STUDY TEXT
I think I may have got my life back...

... although I am not sure yet.

Please take note that this is an honest account of my experience and sometimes the truth is harsh.

It has been almost two months since I found a small lump in my right breast, and less than an hour ago it was confirmed as being a polyp, not malignant and, as it was removed two weeks ago, no longer a threat to my physical and mental wellbeing.

I left the clinic, used the loo, left the hospital, turned my mobile 'phone back on whilst observing the beauty of a drift of bluebells in the hospital grounds and returned to my car, all the time thinking to myself "If I can just get out of this room, this hospital, get to my car, get home, then I will let the relief hit me."

This has yet to happen and so here I am, writing what Nige said I should have written from the beginning. Perhaps I simply need to metaphorically 'get it off my chest' too.

It began on a Sunday evening. I was sitting in bed and found the small lump during something vaguely resembling self-examination. It was really quite small, but definitely there. Again in bed, a couple of days later, or maybe as soon as the next day, I asked Nige if he could feel it too, and he said that he could. That was when my world first shifted out of orbit.

"You didn't want me to say that, did you?"
"No."

A conversation followed that involved the suggestion of leaving it a week and then making an appointment with our G.P. We went to sleep. We awoke and went to work, yet the only part of that day I remember was telling Paul when we were having our usual chat on MSN.

Fortunately I find myself propelled to sleep and work by stress, so I have, I think, performed both activities rather effectively, albeit from within my asynchronous reality. For the first few days I was only slightly out of phase: the G.P.'s confirmation of the existence of the lump (the size of a small pea) and all that followed granted me this full-on alternate existence.

I can not convey how wonderful and true Paul's friendship has been. I have been able to share with him some of my darkest thoughts, although I haven't told him, or anyone else, everything, and sometimes his kind reassurances inadvertently transformed themselves into warning flags. His initial assertion that the G.P. would have made an urgent appointment for me at the hospital if she was worried became the truth when the hospital telephoned to inform me that she had faxed a referral to them.

After visiting the G.P. I had returned to work - it was after the school day had ended - and I sat at a computer using music notation software for an hour or so before the first tears fell. I regained my composure and left school, a journey during which I reached my first major decision based on a number of possible, well-reasoned outcomes:

a) If it's nothing, then all is well, and I go back to my life. I make some big changes.

MATERIAL PROVIDED
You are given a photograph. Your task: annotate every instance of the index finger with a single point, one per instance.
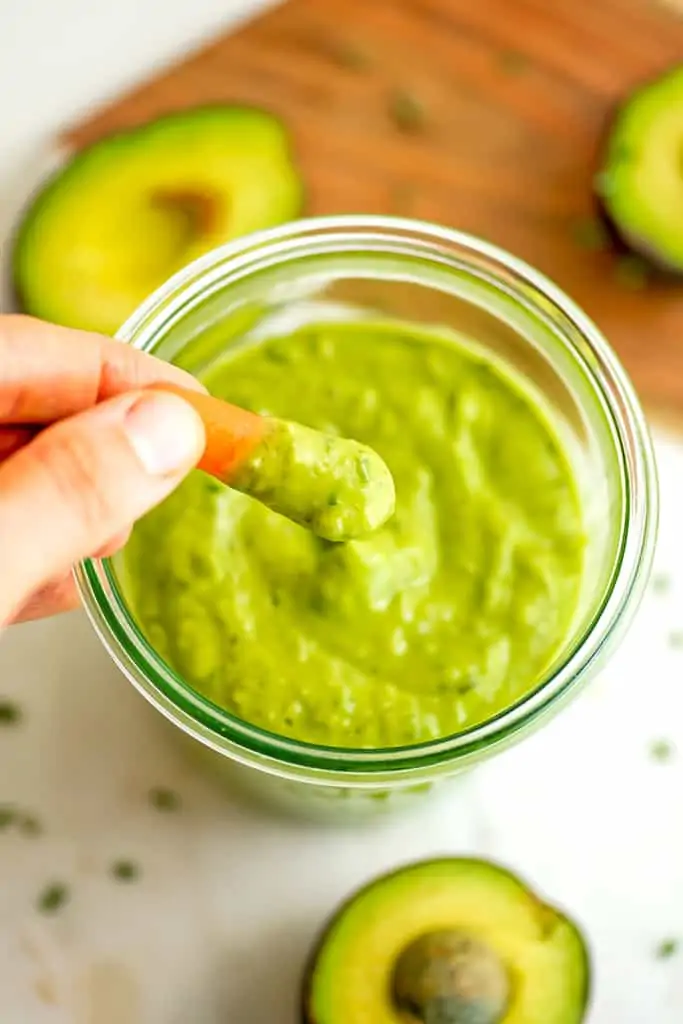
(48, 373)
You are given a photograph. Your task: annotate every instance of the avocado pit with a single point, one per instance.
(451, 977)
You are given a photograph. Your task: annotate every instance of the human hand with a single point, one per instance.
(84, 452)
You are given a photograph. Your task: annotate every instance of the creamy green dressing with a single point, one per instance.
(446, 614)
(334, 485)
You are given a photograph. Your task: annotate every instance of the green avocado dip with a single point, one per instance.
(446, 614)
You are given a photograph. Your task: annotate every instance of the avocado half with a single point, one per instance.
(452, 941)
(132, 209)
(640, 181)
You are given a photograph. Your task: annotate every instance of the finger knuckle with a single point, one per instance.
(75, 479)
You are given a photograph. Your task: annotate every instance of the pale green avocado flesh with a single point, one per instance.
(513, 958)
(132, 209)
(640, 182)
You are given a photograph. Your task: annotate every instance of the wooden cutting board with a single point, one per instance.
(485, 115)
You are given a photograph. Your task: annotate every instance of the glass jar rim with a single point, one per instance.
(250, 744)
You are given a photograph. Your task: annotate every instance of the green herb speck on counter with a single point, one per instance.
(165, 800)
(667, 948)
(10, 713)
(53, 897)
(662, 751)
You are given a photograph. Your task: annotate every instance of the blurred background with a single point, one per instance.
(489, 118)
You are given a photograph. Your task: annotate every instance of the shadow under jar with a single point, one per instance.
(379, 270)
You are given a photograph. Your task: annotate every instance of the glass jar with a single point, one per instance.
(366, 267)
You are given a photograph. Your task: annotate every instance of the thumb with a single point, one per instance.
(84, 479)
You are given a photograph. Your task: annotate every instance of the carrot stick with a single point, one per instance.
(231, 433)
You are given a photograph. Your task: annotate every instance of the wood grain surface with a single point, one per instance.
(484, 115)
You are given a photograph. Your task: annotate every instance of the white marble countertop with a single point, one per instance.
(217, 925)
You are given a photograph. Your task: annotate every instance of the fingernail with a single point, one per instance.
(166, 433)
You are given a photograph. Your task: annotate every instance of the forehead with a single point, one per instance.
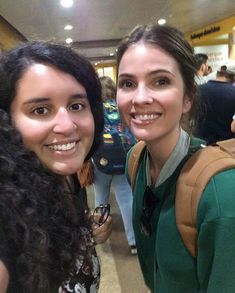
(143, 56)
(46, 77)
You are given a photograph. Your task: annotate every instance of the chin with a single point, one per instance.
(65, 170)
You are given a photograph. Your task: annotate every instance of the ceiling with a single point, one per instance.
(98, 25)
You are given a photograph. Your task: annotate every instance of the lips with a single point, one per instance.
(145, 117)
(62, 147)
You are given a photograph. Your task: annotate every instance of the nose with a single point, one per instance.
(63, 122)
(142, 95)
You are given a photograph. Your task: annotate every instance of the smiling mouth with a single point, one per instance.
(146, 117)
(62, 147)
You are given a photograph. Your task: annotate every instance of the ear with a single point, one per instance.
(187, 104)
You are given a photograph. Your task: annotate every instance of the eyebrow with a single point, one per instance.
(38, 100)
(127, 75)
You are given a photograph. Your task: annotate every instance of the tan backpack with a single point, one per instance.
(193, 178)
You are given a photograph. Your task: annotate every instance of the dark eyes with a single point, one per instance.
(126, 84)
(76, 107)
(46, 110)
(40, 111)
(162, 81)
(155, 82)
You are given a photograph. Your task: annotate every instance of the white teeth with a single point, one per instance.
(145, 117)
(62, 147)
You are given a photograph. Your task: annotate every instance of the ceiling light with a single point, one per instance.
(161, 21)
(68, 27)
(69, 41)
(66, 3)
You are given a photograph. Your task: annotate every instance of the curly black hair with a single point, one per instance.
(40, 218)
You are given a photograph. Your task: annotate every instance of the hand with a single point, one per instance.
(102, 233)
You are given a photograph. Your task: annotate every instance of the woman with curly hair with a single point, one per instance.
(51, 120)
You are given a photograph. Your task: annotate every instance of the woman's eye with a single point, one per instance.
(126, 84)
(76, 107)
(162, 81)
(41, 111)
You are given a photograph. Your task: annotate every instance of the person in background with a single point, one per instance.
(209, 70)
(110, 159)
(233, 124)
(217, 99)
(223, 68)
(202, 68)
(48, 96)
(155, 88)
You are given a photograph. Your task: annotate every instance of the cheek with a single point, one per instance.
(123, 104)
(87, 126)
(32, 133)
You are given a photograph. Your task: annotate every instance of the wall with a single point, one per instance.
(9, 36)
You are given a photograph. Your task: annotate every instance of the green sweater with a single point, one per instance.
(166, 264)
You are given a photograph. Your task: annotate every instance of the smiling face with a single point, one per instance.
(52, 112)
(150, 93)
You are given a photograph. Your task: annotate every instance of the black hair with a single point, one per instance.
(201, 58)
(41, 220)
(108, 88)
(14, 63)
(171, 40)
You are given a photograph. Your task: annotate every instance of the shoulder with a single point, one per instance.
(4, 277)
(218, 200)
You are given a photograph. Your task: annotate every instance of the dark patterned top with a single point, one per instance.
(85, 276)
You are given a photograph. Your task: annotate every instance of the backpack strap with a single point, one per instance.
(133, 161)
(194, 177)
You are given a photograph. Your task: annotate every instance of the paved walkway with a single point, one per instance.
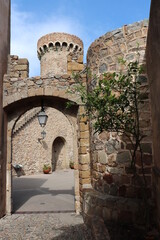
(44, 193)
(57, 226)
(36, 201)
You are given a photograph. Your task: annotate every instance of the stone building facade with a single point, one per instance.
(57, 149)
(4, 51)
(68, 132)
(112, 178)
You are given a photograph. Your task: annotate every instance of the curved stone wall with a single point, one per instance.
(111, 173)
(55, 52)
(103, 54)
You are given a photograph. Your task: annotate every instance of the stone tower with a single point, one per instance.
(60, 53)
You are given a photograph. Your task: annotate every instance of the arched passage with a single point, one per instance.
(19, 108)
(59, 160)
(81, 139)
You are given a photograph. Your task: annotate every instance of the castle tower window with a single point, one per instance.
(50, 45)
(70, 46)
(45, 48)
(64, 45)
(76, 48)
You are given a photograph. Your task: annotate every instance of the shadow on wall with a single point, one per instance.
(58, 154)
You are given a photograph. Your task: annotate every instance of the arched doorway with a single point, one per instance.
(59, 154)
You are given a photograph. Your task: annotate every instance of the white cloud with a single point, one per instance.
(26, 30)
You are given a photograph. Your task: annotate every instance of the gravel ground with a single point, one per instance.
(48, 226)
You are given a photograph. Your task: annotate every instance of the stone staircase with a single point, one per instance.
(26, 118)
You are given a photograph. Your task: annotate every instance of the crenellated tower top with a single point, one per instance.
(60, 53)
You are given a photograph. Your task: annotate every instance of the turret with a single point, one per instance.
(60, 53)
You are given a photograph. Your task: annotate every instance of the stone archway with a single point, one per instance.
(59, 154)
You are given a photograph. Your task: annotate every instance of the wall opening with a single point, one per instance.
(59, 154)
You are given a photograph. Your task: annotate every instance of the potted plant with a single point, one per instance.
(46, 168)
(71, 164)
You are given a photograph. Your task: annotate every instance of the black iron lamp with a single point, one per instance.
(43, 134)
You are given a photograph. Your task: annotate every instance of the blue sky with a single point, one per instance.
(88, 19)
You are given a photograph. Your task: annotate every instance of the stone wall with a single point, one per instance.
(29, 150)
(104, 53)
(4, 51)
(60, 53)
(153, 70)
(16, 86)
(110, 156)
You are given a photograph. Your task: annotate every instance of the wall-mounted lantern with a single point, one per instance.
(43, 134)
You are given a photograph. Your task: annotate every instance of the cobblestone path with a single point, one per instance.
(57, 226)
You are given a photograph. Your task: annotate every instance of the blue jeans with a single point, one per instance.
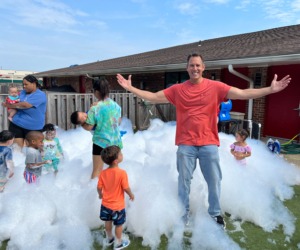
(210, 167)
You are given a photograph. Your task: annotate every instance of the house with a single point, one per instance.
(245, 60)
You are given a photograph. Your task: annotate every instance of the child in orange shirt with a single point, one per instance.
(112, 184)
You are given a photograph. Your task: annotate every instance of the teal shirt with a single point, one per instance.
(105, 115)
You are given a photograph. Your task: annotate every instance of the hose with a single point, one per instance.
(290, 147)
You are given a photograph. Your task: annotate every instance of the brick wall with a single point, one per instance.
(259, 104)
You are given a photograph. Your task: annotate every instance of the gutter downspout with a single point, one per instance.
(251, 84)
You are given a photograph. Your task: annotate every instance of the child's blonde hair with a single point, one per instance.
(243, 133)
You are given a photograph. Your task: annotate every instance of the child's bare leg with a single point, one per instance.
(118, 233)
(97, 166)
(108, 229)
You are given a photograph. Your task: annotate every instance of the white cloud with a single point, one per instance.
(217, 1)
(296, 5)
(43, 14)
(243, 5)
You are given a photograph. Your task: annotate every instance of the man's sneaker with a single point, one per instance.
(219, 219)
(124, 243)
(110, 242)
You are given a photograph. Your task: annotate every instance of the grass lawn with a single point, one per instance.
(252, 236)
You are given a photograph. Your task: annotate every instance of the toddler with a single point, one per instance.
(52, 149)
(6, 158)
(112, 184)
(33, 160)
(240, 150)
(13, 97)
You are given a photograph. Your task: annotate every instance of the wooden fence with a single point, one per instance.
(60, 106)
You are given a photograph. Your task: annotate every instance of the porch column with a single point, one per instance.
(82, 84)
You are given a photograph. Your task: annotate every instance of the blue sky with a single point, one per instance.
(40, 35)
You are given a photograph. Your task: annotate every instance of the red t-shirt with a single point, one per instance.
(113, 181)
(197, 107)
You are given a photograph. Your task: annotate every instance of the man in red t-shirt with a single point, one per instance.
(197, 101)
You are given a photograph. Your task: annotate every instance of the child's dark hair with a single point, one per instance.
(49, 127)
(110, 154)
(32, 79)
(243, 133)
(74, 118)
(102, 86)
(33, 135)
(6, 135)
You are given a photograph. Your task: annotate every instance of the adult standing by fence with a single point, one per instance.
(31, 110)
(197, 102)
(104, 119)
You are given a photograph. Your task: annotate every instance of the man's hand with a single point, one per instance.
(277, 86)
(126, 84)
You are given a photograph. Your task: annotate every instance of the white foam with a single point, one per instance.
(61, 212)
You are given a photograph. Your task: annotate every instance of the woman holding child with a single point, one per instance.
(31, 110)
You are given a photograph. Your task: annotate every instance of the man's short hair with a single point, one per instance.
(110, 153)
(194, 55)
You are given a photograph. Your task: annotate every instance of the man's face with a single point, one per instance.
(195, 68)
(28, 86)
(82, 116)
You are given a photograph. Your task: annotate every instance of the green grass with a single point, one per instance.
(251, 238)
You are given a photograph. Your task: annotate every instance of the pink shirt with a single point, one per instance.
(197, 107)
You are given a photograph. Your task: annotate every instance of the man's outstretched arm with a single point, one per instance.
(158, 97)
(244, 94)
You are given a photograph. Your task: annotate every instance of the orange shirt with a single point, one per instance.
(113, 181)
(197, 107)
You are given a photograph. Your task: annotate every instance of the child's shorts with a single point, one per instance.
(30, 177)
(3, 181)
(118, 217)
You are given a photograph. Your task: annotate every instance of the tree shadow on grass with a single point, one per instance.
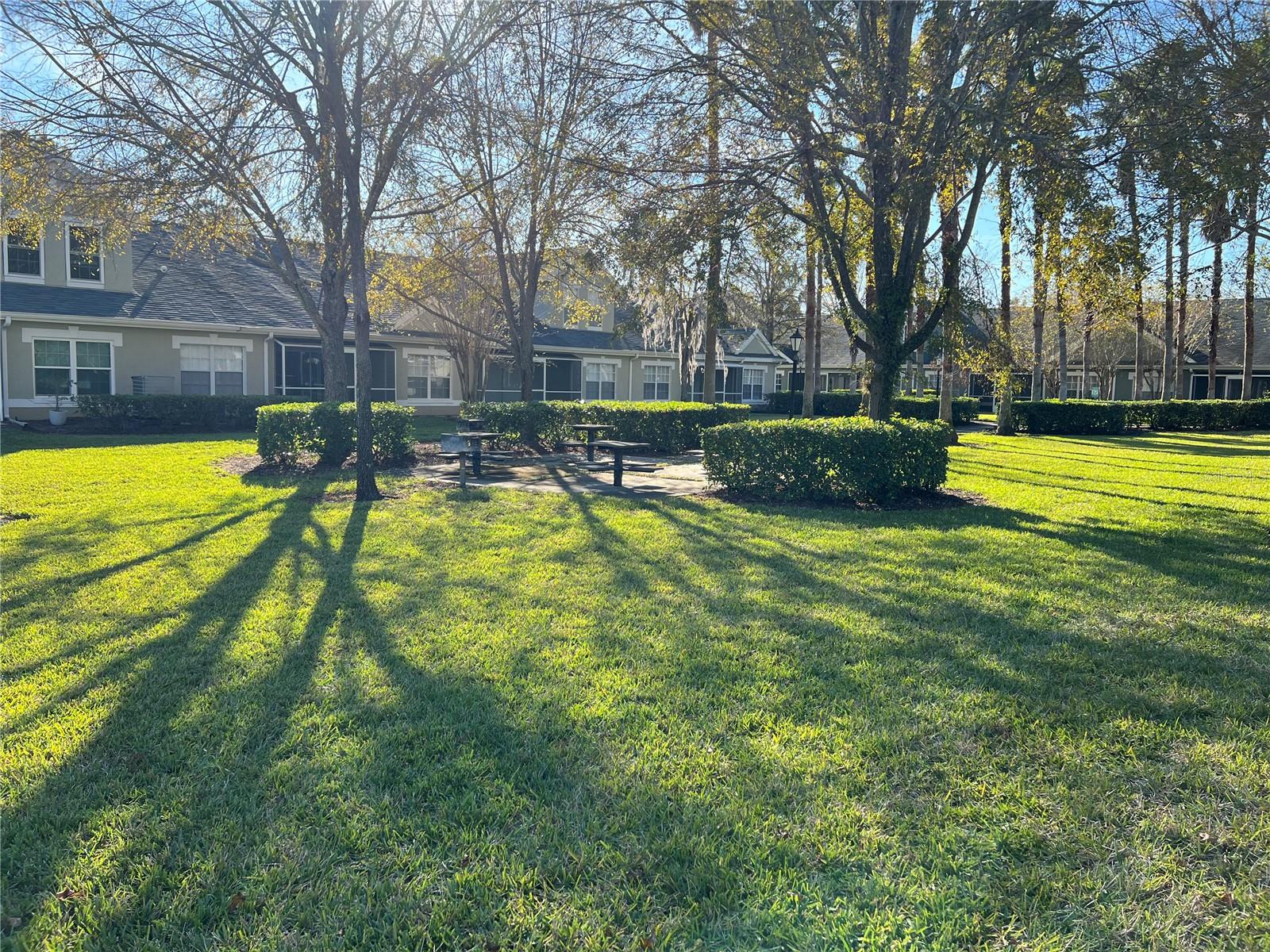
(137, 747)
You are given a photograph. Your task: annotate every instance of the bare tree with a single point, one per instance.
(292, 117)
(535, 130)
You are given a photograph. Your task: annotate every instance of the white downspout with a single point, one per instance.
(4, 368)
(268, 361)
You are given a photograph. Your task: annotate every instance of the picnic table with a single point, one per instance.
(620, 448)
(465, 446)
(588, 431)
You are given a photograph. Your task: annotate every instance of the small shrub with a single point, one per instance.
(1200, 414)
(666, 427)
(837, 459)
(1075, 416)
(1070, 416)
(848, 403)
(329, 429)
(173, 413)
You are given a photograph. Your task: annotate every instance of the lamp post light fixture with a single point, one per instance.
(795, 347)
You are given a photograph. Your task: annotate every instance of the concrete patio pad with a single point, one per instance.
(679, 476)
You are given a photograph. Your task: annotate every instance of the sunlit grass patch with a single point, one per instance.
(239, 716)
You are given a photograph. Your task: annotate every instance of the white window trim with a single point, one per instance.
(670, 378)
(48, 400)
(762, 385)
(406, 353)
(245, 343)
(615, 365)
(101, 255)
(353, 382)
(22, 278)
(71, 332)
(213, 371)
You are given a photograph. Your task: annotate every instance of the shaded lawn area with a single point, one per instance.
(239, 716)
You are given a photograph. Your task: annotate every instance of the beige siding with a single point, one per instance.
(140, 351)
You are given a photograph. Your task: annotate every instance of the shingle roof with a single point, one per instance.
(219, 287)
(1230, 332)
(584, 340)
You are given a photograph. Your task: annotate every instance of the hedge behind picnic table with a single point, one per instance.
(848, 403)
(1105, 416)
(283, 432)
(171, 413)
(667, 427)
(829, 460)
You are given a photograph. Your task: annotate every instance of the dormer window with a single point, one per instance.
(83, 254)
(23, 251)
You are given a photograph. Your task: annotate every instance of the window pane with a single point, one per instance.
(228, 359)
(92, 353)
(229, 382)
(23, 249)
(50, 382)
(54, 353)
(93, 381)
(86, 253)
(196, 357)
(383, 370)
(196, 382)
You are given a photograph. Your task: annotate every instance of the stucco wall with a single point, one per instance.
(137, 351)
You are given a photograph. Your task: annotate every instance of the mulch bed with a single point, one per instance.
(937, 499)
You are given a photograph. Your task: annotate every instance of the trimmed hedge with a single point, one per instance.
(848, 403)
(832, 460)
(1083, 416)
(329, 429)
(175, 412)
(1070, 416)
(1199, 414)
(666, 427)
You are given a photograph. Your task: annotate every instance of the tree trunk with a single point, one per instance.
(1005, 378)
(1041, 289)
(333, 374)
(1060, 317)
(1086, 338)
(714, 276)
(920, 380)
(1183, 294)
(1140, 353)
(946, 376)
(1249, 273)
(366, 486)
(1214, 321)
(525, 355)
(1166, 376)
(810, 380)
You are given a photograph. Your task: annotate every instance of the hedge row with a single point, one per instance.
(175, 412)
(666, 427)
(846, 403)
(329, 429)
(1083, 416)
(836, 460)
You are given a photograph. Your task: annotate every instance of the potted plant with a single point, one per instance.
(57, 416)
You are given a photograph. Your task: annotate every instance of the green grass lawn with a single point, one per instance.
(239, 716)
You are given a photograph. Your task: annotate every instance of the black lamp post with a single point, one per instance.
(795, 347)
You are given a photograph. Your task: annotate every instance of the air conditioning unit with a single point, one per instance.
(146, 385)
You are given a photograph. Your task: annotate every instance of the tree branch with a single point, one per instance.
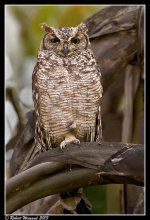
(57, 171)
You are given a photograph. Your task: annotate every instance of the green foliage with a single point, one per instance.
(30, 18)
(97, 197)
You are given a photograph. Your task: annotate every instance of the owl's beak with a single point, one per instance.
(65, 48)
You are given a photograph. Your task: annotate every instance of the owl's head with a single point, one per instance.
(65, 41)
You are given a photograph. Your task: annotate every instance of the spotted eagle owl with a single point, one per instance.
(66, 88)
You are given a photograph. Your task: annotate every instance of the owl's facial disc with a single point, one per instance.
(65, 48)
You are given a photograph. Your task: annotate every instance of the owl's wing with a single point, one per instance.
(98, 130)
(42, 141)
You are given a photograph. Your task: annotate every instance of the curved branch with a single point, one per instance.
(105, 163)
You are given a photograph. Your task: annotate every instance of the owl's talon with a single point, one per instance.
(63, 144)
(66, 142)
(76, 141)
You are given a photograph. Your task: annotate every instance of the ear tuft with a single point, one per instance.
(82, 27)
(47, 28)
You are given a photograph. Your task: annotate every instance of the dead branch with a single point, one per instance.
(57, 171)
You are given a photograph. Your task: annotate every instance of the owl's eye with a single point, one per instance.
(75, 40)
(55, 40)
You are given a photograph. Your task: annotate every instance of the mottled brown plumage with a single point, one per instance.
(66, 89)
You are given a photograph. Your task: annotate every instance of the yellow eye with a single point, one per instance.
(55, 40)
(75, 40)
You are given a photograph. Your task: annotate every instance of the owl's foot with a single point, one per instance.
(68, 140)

TASK INSTRUCTIONS
- 1) In the breast lump account, edit the part that opens with the words containing "This has yet" and closes with "chat on MSN.", putting "Monday evening" in place of "Sunday evening".
- 2) Condense the paragraph of the breast lump account that begins "I can not convey how wonderful" into two sentences, keeping its main facts.
- 3) Translate this sentence from the breast lump account into French: "It was really quite small, but definitely there."
The rows are separate material and have no connection to the breast lump account.

COMPLETED EXERCISE
- 1)
This has yet to happen and so here I am, writing what Nige said I should have written from the beginning. Perhaps I simply need to metaphorically 'get it off my chest' too.

It began on a Monday evening. I was sitting in bed and found the small lump during something vaguely resembling self-examination. It was really quite small, but definitely there. Again in bed, a couple of days later, or maybe as soon as the next day, I asked Nige if he could feel it too, and he said that he could. That was when my world first shifted out of orbit.

"You didn't want me to say that, did you?"
"No."

A conversation followed that involved the suggestion of leaving it a week and then making an appointment with our G.P. We went to sleep. We awoke and went to work, yet the only part of that day I remember was telling Paul when we were having our usual chat on MSN.

- 2) Paul has been a wonderful and true friend, someone with whom the writer could share some of the darkest thoughts, though not everything. His kind reassurances sometimes turned into warning flags: his claim that the G.P. would have made an urgent hospital appointment if she was worried proved true when the hospital telephoned to say she had faxed a referral.

- 3) Elle était vraiment assez petite, mais bel et bien là.